The Catastrophist TEASER from Marin Theatre Company on Vimeo.
Presented by Trinity Repertory Company
Coproduced by Marin Theatre Company and Round House Theatre
Written by Lauren M. Gunderson
Based on the life of virologist Nathan Wolfe
Directed by Jasson Mindakis
Performed by William DeMeritt
March 18 – May 31, 2021
Trinity Rep and other theaters are streaming this production to their audiences in collaboration with the Marin Theatre Company and Round House Theatre.
Trinity Rep on social media: @trinityrepertorycompany
Critique by Kitty Drexel
STREAMING — Actor William DeMeritt is not virologist Nathan Wolfe. DeMeritt plays Wolfe with startling humanity, humor, and confidence. DeMeritt and Wolfe look similar in appearance: they both have medium complexions, curly kinks in their hair, and tall statures. Lest one falls into the trap of assuming that an actor is their character, we must establish that these two men are not the same person. DeMeritt only plays a virologist on screen.

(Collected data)
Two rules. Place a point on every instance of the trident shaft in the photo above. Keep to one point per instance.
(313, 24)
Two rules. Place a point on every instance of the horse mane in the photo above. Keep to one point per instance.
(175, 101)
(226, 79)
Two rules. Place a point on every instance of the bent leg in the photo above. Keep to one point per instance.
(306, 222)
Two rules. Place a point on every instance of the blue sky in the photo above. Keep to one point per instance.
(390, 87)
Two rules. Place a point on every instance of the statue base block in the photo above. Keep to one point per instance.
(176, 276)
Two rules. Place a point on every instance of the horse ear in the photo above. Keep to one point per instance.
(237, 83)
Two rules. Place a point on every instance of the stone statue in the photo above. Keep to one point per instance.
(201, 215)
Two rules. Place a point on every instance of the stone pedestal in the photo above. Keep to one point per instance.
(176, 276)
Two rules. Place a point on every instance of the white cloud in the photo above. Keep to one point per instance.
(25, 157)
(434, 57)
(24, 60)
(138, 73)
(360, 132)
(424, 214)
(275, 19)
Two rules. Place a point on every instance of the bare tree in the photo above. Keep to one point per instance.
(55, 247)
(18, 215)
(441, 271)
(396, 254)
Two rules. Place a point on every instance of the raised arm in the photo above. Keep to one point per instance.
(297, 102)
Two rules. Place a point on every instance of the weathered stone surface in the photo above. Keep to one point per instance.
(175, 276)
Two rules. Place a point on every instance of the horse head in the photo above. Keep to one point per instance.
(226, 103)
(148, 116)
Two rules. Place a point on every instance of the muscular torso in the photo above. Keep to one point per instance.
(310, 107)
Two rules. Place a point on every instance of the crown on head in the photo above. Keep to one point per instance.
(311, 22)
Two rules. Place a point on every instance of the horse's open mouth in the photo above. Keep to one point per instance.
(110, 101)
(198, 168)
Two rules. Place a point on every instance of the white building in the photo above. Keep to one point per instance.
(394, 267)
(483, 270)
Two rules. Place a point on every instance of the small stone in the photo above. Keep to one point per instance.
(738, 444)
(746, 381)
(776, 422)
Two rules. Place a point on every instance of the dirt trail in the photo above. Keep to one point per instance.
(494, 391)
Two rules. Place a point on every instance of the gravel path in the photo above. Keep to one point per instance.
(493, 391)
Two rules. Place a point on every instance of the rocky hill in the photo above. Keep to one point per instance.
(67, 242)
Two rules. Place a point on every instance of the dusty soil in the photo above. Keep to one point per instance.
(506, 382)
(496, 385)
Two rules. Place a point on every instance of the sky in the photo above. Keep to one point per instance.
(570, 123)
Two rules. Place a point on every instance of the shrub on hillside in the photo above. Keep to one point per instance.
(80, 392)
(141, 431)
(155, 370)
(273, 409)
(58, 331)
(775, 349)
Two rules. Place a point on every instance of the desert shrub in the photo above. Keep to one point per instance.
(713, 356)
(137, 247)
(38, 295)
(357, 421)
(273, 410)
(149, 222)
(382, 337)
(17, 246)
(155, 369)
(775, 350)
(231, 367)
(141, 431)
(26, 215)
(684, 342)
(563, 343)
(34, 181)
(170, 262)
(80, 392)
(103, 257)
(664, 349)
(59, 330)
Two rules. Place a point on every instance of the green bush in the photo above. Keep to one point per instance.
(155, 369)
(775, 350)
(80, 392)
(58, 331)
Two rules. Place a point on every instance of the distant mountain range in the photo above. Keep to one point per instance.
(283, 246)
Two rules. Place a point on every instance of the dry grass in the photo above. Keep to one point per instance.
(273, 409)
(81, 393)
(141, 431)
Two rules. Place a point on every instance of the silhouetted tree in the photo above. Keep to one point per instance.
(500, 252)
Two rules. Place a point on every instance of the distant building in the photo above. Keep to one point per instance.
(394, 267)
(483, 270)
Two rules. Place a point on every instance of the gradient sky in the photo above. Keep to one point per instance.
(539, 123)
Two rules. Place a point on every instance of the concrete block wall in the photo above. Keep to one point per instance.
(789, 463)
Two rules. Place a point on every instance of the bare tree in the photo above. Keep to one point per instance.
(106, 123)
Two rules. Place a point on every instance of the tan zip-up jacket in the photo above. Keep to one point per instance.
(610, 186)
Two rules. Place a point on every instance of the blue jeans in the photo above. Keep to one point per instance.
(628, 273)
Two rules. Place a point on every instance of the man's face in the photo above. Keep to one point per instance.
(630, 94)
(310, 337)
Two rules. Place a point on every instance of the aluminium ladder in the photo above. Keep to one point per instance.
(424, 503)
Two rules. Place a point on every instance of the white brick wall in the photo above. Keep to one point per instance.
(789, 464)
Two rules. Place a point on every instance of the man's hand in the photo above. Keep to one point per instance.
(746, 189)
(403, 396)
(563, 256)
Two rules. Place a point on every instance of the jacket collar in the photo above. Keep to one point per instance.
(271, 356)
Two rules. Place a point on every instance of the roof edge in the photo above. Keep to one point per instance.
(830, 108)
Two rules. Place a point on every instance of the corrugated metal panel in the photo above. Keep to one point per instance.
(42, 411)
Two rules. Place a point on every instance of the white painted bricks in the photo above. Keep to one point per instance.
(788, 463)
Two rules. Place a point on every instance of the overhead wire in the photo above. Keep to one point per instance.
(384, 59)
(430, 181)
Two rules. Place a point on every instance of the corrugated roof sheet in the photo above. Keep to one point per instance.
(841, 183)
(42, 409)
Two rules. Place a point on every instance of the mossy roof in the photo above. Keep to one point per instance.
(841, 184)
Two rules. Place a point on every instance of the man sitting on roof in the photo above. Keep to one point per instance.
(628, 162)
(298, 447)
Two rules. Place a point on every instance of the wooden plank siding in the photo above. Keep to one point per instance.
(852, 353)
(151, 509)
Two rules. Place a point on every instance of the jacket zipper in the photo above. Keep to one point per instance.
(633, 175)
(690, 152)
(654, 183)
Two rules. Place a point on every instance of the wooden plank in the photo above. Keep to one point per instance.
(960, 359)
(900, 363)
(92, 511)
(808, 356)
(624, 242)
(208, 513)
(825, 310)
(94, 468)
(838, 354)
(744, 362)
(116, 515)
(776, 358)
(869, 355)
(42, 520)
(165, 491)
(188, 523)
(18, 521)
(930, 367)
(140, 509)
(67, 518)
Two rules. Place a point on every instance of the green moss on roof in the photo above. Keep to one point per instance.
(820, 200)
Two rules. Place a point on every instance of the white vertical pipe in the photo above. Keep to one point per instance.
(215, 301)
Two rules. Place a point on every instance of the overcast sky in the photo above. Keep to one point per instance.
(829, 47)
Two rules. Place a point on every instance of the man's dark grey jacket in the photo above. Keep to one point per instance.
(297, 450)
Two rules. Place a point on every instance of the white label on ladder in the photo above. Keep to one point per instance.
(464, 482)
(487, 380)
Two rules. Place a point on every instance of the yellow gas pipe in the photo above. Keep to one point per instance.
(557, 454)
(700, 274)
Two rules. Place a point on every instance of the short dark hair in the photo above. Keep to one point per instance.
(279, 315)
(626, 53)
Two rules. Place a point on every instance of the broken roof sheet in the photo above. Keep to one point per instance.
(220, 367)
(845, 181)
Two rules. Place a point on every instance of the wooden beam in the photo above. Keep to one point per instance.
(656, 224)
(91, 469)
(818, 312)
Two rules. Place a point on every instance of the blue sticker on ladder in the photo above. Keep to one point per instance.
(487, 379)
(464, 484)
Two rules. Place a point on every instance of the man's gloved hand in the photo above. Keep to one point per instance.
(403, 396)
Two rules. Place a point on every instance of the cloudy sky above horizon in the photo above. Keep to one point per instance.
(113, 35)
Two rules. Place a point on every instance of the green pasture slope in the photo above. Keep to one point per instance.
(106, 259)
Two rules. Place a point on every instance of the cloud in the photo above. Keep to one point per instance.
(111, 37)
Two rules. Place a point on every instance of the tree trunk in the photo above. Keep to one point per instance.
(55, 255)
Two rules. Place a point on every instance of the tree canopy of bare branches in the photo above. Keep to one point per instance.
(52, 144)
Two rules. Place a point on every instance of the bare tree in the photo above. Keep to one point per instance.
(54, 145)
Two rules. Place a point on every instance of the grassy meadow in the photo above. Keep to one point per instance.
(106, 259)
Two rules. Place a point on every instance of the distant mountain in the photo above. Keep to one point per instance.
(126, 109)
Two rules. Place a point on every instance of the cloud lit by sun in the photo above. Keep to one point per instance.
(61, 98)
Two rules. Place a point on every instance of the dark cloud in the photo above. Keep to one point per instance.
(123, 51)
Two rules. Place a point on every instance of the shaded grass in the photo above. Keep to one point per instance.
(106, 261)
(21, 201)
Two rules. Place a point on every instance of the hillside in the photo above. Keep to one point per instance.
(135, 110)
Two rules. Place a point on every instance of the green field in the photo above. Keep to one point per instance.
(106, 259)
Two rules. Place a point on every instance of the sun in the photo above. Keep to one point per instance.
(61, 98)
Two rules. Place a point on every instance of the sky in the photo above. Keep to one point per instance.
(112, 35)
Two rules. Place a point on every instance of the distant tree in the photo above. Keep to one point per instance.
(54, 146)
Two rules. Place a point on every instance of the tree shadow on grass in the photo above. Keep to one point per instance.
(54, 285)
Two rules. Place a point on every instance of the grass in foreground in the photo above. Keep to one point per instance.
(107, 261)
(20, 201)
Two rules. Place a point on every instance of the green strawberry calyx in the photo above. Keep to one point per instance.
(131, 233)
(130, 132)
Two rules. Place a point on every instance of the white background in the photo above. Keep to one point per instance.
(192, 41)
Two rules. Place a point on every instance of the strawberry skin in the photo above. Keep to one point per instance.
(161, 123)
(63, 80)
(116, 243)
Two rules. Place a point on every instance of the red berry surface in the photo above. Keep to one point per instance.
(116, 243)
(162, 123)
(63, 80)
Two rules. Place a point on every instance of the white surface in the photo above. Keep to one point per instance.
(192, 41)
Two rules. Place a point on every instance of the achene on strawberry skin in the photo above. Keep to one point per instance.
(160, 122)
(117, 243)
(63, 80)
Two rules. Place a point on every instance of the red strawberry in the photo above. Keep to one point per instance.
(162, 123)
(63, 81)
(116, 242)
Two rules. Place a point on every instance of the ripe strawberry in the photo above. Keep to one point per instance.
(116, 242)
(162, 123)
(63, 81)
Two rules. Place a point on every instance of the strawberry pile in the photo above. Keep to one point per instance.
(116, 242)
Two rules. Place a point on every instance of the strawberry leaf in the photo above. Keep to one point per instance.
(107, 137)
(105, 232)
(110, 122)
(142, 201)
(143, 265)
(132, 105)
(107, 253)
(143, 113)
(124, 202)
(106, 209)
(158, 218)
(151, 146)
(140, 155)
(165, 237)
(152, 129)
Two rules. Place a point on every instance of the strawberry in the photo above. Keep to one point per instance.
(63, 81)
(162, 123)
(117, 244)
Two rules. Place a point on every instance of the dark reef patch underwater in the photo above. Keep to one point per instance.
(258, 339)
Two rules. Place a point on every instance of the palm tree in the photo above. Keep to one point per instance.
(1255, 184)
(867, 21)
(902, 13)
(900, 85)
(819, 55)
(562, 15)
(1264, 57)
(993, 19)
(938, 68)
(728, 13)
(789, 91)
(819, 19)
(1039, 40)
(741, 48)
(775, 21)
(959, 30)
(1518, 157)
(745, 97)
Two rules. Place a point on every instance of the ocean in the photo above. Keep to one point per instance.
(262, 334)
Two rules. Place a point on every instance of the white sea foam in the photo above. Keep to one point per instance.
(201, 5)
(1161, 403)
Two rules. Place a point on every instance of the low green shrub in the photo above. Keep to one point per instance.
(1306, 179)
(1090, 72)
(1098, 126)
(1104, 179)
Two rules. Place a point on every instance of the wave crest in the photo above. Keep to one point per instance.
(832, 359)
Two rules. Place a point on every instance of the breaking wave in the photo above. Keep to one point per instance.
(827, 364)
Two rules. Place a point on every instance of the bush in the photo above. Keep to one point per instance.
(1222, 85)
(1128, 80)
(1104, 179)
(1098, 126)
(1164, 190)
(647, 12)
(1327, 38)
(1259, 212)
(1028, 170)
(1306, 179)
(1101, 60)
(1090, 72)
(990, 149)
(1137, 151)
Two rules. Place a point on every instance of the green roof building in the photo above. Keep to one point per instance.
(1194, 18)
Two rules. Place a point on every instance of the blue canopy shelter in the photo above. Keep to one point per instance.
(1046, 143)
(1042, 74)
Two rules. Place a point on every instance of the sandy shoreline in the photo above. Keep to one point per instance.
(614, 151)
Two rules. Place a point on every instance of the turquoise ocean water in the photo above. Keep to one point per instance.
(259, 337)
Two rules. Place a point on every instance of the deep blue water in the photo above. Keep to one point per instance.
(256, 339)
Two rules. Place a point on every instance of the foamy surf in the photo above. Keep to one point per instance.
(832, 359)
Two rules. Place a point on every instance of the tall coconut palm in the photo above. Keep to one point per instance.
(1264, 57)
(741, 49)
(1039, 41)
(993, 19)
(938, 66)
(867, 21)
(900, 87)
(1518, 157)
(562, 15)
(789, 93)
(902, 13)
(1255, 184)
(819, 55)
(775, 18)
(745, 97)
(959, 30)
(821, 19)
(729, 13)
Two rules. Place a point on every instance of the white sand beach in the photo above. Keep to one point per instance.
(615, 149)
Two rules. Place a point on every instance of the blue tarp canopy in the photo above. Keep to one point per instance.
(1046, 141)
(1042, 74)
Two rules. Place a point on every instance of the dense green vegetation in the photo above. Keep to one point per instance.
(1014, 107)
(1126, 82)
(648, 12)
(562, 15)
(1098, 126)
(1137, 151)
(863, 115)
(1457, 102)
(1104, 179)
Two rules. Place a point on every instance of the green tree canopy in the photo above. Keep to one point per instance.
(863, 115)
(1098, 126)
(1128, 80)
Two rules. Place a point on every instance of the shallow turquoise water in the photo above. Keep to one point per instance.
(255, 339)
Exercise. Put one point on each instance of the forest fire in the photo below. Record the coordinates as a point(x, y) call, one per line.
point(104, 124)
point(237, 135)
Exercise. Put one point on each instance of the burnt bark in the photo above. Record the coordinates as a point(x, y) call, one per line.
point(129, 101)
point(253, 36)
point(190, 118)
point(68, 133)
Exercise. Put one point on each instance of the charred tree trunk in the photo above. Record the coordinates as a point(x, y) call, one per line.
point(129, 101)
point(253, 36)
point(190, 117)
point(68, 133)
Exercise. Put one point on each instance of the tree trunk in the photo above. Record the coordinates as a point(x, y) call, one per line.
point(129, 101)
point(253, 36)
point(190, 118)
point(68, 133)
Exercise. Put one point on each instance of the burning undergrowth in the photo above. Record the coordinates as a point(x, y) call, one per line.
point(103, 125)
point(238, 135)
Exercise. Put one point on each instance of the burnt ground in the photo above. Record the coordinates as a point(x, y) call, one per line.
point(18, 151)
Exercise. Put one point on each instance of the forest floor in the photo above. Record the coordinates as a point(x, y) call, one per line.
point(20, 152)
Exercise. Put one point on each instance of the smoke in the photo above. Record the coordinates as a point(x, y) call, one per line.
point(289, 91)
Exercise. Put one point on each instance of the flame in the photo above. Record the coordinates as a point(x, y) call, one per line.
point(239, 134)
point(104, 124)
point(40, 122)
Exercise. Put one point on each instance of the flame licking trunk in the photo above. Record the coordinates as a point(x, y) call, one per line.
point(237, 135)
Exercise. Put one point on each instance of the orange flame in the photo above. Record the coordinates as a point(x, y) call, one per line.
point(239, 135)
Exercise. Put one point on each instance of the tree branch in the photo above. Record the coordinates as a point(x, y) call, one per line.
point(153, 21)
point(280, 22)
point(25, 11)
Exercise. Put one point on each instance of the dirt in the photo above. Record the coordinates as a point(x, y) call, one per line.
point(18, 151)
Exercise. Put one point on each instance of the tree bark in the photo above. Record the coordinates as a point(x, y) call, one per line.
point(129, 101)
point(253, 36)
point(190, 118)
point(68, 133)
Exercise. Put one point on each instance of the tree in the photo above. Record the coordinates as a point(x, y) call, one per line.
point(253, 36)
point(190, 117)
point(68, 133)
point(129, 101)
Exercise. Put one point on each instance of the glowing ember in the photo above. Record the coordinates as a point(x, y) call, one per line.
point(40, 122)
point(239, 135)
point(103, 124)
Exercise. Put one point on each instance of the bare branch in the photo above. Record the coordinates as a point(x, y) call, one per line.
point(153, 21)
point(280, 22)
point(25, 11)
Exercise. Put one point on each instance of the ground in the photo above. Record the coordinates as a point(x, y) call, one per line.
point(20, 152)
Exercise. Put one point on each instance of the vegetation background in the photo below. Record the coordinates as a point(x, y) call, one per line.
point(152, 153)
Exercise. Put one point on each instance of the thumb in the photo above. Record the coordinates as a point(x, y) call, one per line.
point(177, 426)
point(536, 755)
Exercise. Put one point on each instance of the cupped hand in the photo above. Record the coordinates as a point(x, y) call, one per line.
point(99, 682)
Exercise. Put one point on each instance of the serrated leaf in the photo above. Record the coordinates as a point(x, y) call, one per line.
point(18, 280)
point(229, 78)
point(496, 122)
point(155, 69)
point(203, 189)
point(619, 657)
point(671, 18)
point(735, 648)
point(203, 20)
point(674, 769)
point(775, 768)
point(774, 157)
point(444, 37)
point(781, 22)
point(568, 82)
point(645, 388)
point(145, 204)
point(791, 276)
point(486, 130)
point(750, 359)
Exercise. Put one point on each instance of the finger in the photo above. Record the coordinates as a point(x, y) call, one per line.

== TO DO ==
In the review of The Catastrophist, change "Round House Theatre" to "Arena Stage" and give the passage that begins at the words "The Catastrophist TEASER" and stops after "Round House Theatre.". Answer from the review of The Catastrophist alone, setting the items aside.

== WRITTEN SOLUTION ==
The Catastrophist TEASER from Marin Theatre Company on Vimeo.
Presented by Trinity Repertory Company
Coproduced by Marin Theatre Company and Arena Stage
Written by Lauren M. Gunderson
Based on the life of virologist Nathan Wolfe
Directed by Jasson Mindakis
Performed by William DeMeritt
March 18 – May 31, 2021
Trinity Rep and other theaters are streaming this production to their audiences in collaboration with the Marin Theatre Company and Arena Stage.